> COMPITO DA SVOLGERE: Prosegui il brano sullo spettacolo tratto da Il sogno di un uomo ridicolo, partendo subito dopo la sua ultima frase.

> BRANO FORNITO:
◇ ◇ ◇

Quest’anno il Meeting di Rimini inaugura la sua 41esima edizione con lo spettacolo teatrale Il sogno di un uomo ridicolo di Fëdor Dostoevskij. Scelta felice, non solo perché con Dostoevskij non si sbaglia mai, ma perché questo racconto si cala perfettamente nella realtà di oggi, senza scomodare il Covid.
Dostoevskij scrive questo racconto nel 1877, dopo i su.oi più importanti romanzi, due anni dopo inizia I fratelli Karamazov, il suo ultimo capolavoro. Lo spettacolo verrà introdotto da Tat’jana Kasatkina (direttrice del Centro di ricerca “Dostoevskij e la Cultura mondiale” presso l’Istituto di letteratura mondiale dell’Accademia delle Scienze russa) autrice con Elena Mazzola di una nuova edizione de Il sogno di un uomo ridicolo e altri racconti dal Diario di uno scrittore (Morcelliana). Ne consiglio vivamente la lettura sia per prepararsi all’evento teatrale che per la traduzione e l’interpretazione da loro date.
L’uomo ridicolo è un personaggio senza nome, che dopo aver constatato che la sua vita non ha alcun senso decide di vivere nella totale indifferenza verso tutto col proposito di ricorrere al suicidio come ultimo rimedio per fuggire definitivamente dal nulla. Trova il momento opportuno, per compiere l’ardito gesto, una notte di novembre, dopo aver fissato in uno squarcio di cielo limpido una stella lucente. Mentre torna a casa, dove ha riposto una rivoltella, incontra una bambina che piange per sua madre che sta per morire senza che nessuno corra in suo soccorso. Ma lui vuole essere indifferente anche a questo dolore e così la scaccia con brutalità. Giunto nella sua camera riflette su quanto gli è accaduto e si accorge che la sua indifferenza, per aver provato compassione e pietà per quella povera bimba, non è totale. Questo pensiero lo distoglie dal proposito del suicidio e tutto si trasforma in un lungo sogno. Nel sogno compie il suicidio sparandosi al cuore, centro della sua affettività ferita. Viene trasportato nell’immensità dell’universo, in un mondo senza invidia e alcuna malizia, dove tutta la comunità umana è un’unica grande famiglia. Ma la sua presenza corrompe quella condizione paradisiaca portando il male della perversione: “Li ho pervertiti tutti” affermerà.

◇ ◇ ◇

> RECORD MOSTRATI:
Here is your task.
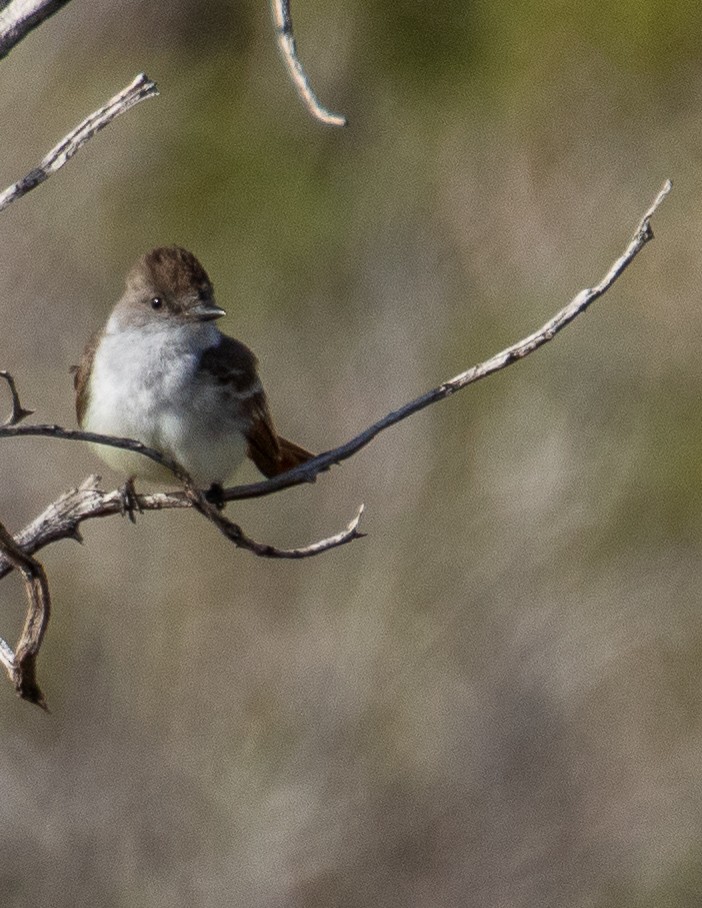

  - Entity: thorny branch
[272,0,348,126]
[0,180,672,704]
[0,523,51,709]
[0,73,158,211]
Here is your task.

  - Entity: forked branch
[0,181,672,705]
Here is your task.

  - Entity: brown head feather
[127,246,213,308]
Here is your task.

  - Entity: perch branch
[0,181,672,708]
[0,523,51,709]
[272,0,348,126]
[0,0,69,60]
[0,73,158,211]
[0,181,672,560]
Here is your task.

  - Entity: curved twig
[0,73,158,211]
[0,181,672,705]
[0,369,34,426]
[272,0,348,126]
[0,180,672,500]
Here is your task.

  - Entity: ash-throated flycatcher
[74,246,314,487]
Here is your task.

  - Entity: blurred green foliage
[0,0,702,908]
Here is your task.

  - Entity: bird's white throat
[83,320,246,487]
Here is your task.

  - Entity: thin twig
[0,369,34,426]
[0,523,51,709]
[0,181,672,552]
[0,0,69,60]
[214,180,673,501]
[272,0,348,126]
[0,73,158,211]
[185,483,365,559]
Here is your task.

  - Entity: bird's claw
[205,482,225,511]
[119,476,144,523]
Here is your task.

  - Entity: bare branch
[0,181,672,544]
[0,73,158,211]
[213,180,673,501]
[272,0,348,126]
[0,523,51,709]
[0,181,672,708]
[185,484,365,559]
[0,369,34,426]
[0,0,69,60]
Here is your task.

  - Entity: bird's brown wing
[68,331,102,426]
[201,335,314,477]
[246,391,314,477]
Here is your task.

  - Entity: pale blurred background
[0,0,702,908]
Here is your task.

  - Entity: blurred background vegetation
[0,0,702,908]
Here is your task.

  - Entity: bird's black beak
[188,300,227,322]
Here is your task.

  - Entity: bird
[72,246,314,496]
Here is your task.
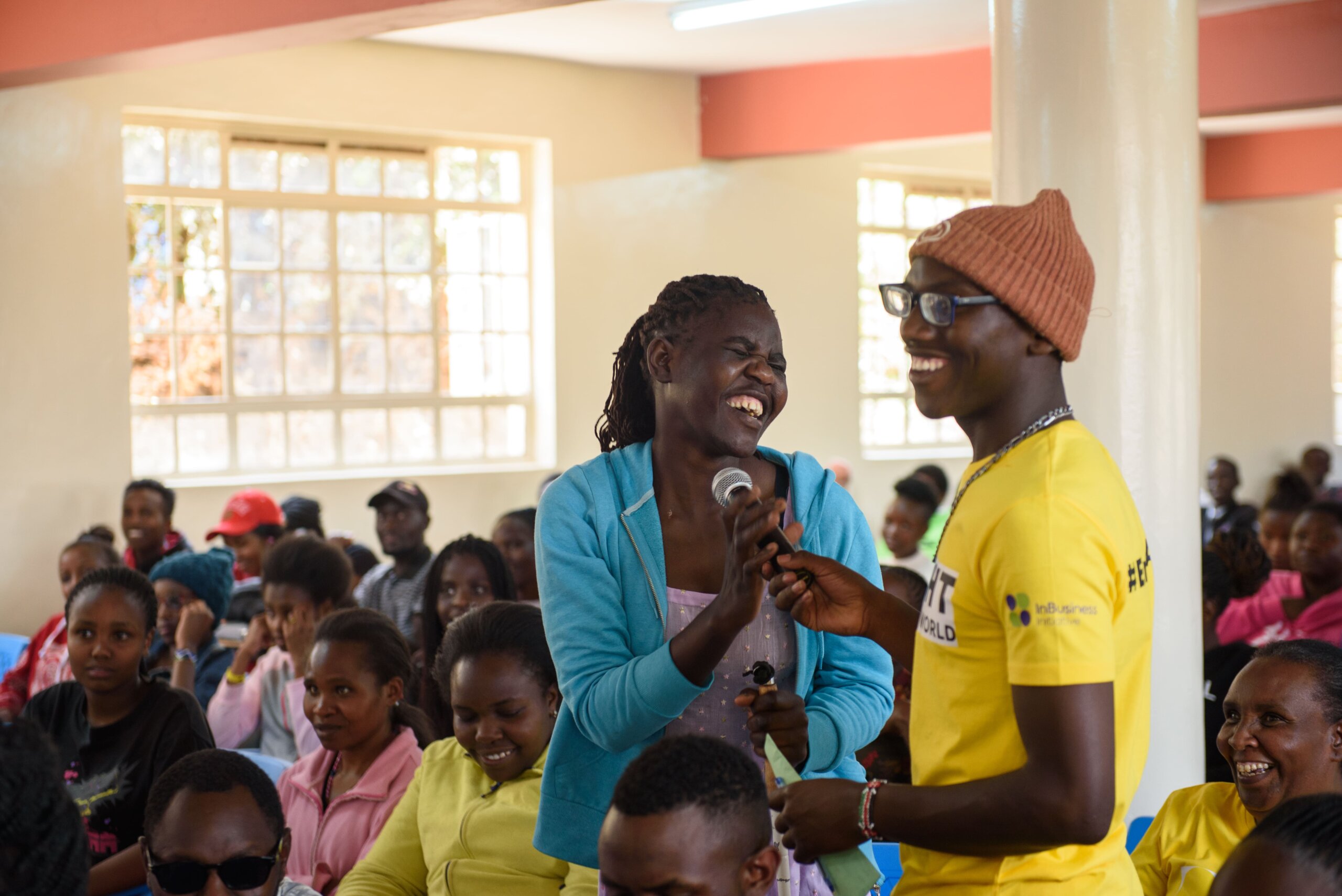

◇ ◇ ◇

> RISPOSTA:
Come in altri suoi scritti dove Dostoevskij fa accadere un avvenimento di bene capace di generare uno sguardo positivo sulla realtà, anche in questo racconto l’incontro con una bambina sofferente riporta il protagonista alla verità di se stesso e ci insegna che un mondo diverso è possibile solo se cambiamo noi stessi. Avere la pretesa di cambiare il mondo è sempre un’utopia, e l’utopia porta alla violenza. Cambiare se stessi invece è l’unico modo per iniziare a cambiare ciò che ci circonda.
Cambiando noi stessi diamo al desiderio di ogni uomo la possibilità di incontrare una prospettiva diversa. Desiderio altrimenti destinato al nichilismo, che oggi ha assunto il volto che Julián Carrón, nel suo ultimo libro Il brillio degli occhi, descrive come “una astenia, una assenza di tensione, di energia, una perdita del gusto di vivere, intimamente legata all’assenza di qualcosa che veramente ci prende”.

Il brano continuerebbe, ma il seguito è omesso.